### Exercise
Which lines have the string "detect"? Copy all of them from the entries below.

### Information given
*****
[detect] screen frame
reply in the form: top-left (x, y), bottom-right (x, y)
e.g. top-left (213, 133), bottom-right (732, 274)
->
*****
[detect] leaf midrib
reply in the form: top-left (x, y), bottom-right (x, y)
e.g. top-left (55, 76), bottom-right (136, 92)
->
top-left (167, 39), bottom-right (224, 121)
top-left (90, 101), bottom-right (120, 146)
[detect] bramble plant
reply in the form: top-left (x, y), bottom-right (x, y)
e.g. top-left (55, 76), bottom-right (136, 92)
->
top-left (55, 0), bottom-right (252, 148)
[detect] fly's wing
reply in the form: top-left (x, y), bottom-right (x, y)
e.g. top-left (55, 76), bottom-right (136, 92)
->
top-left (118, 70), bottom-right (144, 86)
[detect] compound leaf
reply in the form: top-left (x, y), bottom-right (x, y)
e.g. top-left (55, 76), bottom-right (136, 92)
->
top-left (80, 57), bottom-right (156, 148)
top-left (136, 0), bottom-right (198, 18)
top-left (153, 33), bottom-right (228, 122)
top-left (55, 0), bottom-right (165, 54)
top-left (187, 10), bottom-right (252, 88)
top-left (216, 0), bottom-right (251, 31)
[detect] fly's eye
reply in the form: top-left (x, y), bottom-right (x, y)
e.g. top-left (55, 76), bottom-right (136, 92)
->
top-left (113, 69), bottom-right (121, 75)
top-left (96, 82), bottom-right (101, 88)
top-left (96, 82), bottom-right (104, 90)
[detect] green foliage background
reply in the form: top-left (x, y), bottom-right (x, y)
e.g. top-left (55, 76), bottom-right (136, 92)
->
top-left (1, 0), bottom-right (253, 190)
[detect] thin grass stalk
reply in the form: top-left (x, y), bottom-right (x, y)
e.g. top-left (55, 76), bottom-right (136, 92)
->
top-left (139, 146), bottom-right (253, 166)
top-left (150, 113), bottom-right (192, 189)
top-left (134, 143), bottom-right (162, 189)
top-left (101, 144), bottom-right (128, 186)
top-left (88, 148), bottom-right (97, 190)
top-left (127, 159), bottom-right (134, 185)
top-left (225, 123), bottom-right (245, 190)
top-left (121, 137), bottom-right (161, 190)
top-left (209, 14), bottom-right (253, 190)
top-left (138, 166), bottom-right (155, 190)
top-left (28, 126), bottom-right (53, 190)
*****
### Exercise solution
[detect] screen frame
[detect] leaf midrib
[detect] bramble plant
[detect] fly's wing
[detect] compound leaf
[detect] fly's eye
[detect] green foliage background
[detect] thin grass stalk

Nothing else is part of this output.